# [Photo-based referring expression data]
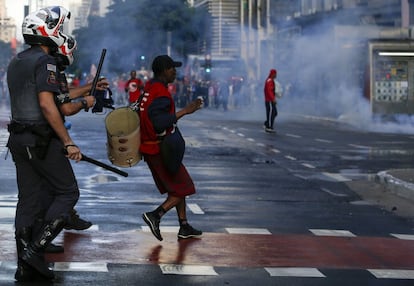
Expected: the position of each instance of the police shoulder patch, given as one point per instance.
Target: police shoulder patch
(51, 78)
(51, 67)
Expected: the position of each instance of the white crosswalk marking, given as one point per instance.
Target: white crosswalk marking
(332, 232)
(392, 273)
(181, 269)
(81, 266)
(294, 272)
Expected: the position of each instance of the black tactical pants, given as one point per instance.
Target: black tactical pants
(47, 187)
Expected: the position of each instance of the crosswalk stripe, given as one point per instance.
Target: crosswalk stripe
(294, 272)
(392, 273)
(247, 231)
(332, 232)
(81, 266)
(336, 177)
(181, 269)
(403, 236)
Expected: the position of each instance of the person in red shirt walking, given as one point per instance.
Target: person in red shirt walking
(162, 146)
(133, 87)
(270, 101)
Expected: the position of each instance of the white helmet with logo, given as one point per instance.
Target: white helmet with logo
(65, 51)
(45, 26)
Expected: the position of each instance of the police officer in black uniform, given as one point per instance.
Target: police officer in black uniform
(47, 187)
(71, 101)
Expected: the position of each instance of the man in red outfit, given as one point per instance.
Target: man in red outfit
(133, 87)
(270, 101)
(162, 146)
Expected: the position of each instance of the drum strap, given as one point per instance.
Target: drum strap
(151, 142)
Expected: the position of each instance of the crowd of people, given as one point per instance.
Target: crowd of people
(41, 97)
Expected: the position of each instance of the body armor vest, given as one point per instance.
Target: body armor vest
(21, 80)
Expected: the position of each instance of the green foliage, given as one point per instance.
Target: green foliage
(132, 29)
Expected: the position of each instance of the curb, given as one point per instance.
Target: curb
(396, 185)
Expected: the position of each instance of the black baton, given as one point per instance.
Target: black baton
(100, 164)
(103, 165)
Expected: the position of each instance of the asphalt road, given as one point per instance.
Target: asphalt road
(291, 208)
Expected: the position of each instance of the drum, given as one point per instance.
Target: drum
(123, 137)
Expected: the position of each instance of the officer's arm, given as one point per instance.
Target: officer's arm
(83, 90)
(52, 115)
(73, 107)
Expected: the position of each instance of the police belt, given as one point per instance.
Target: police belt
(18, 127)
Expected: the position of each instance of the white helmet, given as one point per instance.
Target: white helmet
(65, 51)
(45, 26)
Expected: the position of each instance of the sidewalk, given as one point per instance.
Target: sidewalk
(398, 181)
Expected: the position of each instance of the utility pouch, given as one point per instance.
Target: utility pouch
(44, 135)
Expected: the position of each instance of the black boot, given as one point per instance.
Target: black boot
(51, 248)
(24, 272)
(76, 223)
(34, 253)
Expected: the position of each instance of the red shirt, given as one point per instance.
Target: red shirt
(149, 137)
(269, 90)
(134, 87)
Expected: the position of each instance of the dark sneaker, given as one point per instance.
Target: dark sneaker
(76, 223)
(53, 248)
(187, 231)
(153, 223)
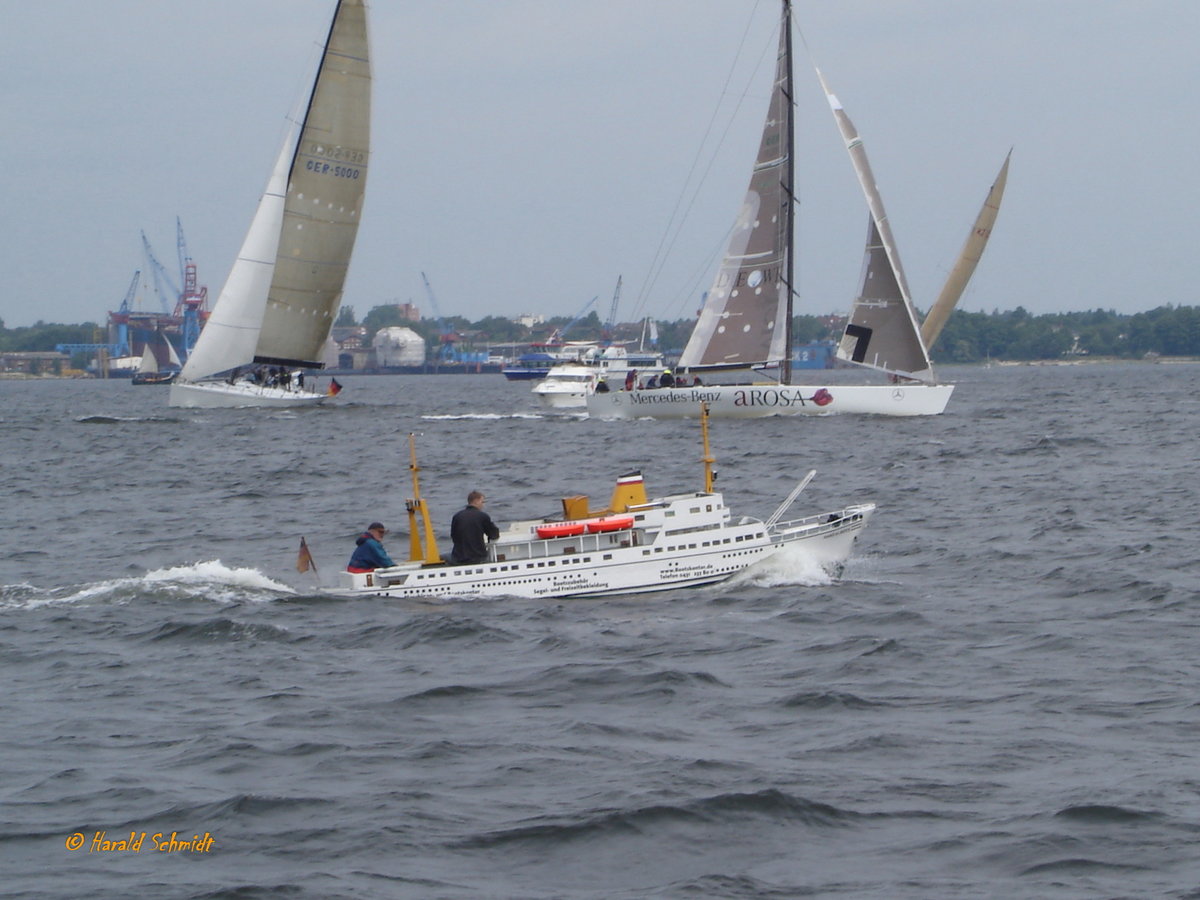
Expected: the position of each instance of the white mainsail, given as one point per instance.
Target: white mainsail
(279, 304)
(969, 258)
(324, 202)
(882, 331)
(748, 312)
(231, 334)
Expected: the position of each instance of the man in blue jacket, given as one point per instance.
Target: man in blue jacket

# [THE PROBLEM]
For each line in the data that holds the word "blue", copy the line.

# [EXERCISE RESPONSE]
Expected: the position of each instance of the man in blue jacket, given as one point per instance.
Target: man in blue jacket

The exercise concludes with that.